**What the exercise asks**
Copy all the entries word for word, but omit the pictures.

**Provided records**
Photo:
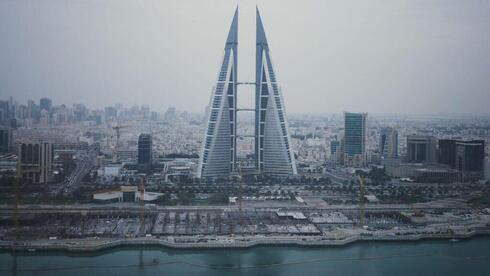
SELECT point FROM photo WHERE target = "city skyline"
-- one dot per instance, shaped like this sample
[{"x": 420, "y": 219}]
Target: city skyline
[{"x": 445, "y": 71}]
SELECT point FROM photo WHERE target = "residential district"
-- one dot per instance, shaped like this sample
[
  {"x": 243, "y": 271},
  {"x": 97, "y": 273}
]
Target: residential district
[{"x": 83, "y": 179}]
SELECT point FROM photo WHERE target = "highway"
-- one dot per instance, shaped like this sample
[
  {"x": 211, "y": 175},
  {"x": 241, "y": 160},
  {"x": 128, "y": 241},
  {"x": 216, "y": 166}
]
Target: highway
[{"x": 84, "y": 164}]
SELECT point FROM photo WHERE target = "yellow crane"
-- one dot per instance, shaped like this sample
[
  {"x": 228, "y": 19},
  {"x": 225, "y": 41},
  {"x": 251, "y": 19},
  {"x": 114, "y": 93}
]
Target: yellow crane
[
  {"x": 142, "y": 206},
  {"x": 362, "y": 191}
]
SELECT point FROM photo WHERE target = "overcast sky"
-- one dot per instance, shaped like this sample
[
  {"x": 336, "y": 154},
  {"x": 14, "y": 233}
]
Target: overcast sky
[{"x": 382, "y": 56}]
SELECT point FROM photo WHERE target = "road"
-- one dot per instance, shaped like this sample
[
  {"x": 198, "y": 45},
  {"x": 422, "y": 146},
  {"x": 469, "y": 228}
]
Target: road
[{"x": 84, "y": 164}]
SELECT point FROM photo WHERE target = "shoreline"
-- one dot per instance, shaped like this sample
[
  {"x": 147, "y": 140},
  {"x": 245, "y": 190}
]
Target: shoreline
[{"x": 239, "y": 242}]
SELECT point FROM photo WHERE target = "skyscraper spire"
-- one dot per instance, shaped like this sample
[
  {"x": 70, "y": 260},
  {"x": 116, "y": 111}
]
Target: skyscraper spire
[
  {"x": 273, "y": 153},
  {"x": 218, "y": 154},
  {"x": 272, "y": 141}
]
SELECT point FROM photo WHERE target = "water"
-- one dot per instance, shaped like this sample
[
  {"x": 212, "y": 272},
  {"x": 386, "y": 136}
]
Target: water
[{"x": 468, "y": 257}]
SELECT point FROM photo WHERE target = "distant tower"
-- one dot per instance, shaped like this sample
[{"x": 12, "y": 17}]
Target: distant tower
[
  {"x": 273, "y": 154},
  {"x": 218, "y": 154},
  {"x": 355, "y": 138},
  {"x": 272, "y": 141},
  {"x": 45, "y": 103},
  {"x": 5, "y": 139},
  {"x": 35, "y": 161},
  {"x": 145, "y": 149},
  {"x": 388, "y": 143},
  {"x": 421, "y": 149}
]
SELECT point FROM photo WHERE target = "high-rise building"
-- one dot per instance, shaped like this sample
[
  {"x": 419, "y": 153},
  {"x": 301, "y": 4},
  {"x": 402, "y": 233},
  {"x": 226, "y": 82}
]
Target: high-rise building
[
  {"x": 46, "y": 104},
  {"x": 421, "y": 149},
  {"x": 486, "y": 169},
  {"x": 470, "y": 156},
  {"x": 170, "y": 115},
  {"x": 218, "y": 154},
  {"x": 273, "y": 155},
  {"x": 272, "y": 140},
  {"x": 388, "y": 143},
  {"x": 5, "y": 139},
  {"x": 355, "y": 138},
  {"x": 446, "y": 153},
  {"x": 35, "y": 161},
  {"x": 145, "y": 149}
]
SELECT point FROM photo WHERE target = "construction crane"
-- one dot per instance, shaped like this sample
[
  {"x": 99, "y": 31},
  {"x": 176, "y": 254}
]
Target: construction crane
[
  {"x": 362, "y": 191},
  {"x": 142, "y": 206},
  {"x": 117, "y": 128},
  {"x": 240, "y": 191}
]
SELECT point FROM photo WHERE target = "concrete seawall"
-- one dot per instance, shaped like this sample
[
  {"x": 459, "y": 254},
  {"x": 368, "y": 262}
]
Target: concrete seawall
[{"x": 83, "y": 245}]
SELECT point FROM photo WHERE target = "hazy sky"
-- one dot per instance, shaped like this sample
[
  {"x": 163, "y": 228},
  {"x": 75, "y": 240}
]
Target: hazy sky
[{"x": 383, "y": 56}]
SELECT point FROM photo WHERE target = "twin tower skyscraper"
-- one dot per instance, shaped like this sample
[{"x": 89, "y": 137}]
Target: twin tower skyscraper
[{"x": 273, "y": 154}]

**Answer**
Photo:
SELECT point FROM photo WHERE target = "city skyline"
-- one dot per instance, shaped like this sample
[{"x": 420, "y": 219}]
Target: city skyline
[{"x": 445, "y": 71}]
SELECT point FROM photo WHERE target = "residential district"
-- one dot per instance, shaped like this sample
[
  {"x": 243, "y": 271},
  {"x": 97, "y": 273}
]
Target: residential district
[{"x": 83, "y": 179}]
SELECT point FROM photo WHERE target = "highway"
-- one dot per instance, shaped like this sample
[
  {"x": 211, "y": 175},
  {"x": 241, "y": 160},
  {"x": 128, "y": 241},
  {"x": 216, "y": 166}
]
Target: highway
[{"x": 84, "y": 164}]
SELECT point FROM photo WHERE target = "yellow crane"
-- one dot per instance, shaped like this sample
[
  {"x": 228, "y": 19},
  {"x": 225, "y": 41},
  {"x": 251, "y": 19},
  {"x": 114, "y": 93}
]
Target: yellow crane
[
  {"x": 142, "y": 206},
  {"x": 362, "y": 191}
]
SELECT point FROM photo WHERE target = "overcast sky"
-- one dot per instance, shaped like this sample
[
  {"x": 336, "y": 154},
  {"x": 14, "y": 233}
]
Target: overcast sky
[{"x": 382, "y": 56}]
SELECT point FROM photo WHERE target = "road"
-- one dot per instance, shaped like this sample
[
  {"x": 198, "y": 45},
  {"x": 422, "y": 146},
  {"x": 469, "y": 228}
]
Target: road
[{"x": 84, "y": 164}]
SELECT point FROM photo WHERE target = "shoreline"
-- one dot per instance, shaped like this sample
[
  {"x": 147, "y": 140},
  {"x": 245, "y": 190}
]
Target: shoreline
[{"x": 239, "y": 242}]
SELECT point FROM photo WHERE target = "skyscraper spire"
-- one dot per instance, shaped like this sample
[
  {"x": 70, "y": 260},
  {"x": 116, "y": 111}
]
Target: skyscraper spire
[
  {"x": 273, "y": 153},
  {"x": 218, "y": 154},
  {"x": 272, "y": 141}
]
SELECT point FROM photo WHERE target = "water"
-- one dot per instance, shaped like this sample
[
  {"x": 212, "y": 272},
  {"x": 386, "y": 136}
]
Target: water
[{"x": 468, "y": 257}]
SELECT point FROM photo WHERE target = "distant tower"
-- one dot per instance, shaped like this sample
[{"x": 12, "y": 17}]
Target: distant tower
[
  {"x": 273, "y": 154},
  {"x": 218, "y": 154},
  {"x": 355, "y": 138},
  {"x": 272, "y": 141},
  {"x": 45, "y": 103},
  {"x": 5, "y": 139},
  {"x": 35, "y": 161},
  {"x": 145, "y": 149},
  {"x": 388, "y": 143},
  {"x": 421, "y": 149}
]
SELECT point FROM photo WHERE target = "high-rise building"
-- one dot per instance, shaped like this sample
[
  {"x": 419, "y": 153},
  {"x": 301, "y": 4},
  {"x": 402, "y": 233},
  {"x": 226, "y": 82}
]
Target: high-rise building
[
  {"x": 46, "y": 104},
  {"x": 421, "y": 149},
  {"x": 486, "y": 169},
  {"x": 470, "y": 156},
  {"x": 170, "y": 115},
  {"x": 218, "y": 154},
  {"x": 273, "y": 155},
  {"x": 272, "y": 140},
  {"x": 388, "y": 143},
  {"x": 5, "y": 139},
  {"x": 355, "y": 138},
  {"x": 446, "y": 153},
  {"x": 35, "y": 161},
  {"x": 145, "y": 149}
]
SELECT point FROM photo WHERE target = "construction crane"
-- one dot per instance, shaped like this sample
[
  {"x": 99, "y": 31},
  {"x": 176, "y": 254}
]
Target: construction crane
[
  {"x": 362, "y": 191},
  {"x": 142, "y": 206},
  {"x": 117, "y": 128},
  {"x": 240, "y": 191}
]
SELECT point FROM photo WHERE target = "concrete seawall"
-- one dot per instance, shaped like this sample
[
  {"x": 459, "y": 254},
  {"x": 368, "y": 262}
]
Target: concrete seawall
[{"x": 83, "y": 245}]
SELECT point FROM photo WHERE target = "hazy sky"
-- one dot per instance, shaped like this sample
[
  {"x": 163, "y": 228},
  {"x": 75, "y": 240}
]
Target: hazy sky
[{"x": 383, "y": 56}]
SELECT point FROM photo WHERE target = "twin tower skyscraper"
-- one dot per instance, shaped like this sample
[{"x": 89, "y": 137}]
Target: twin tower skyscraper
[{"x": 273, "y": 154}]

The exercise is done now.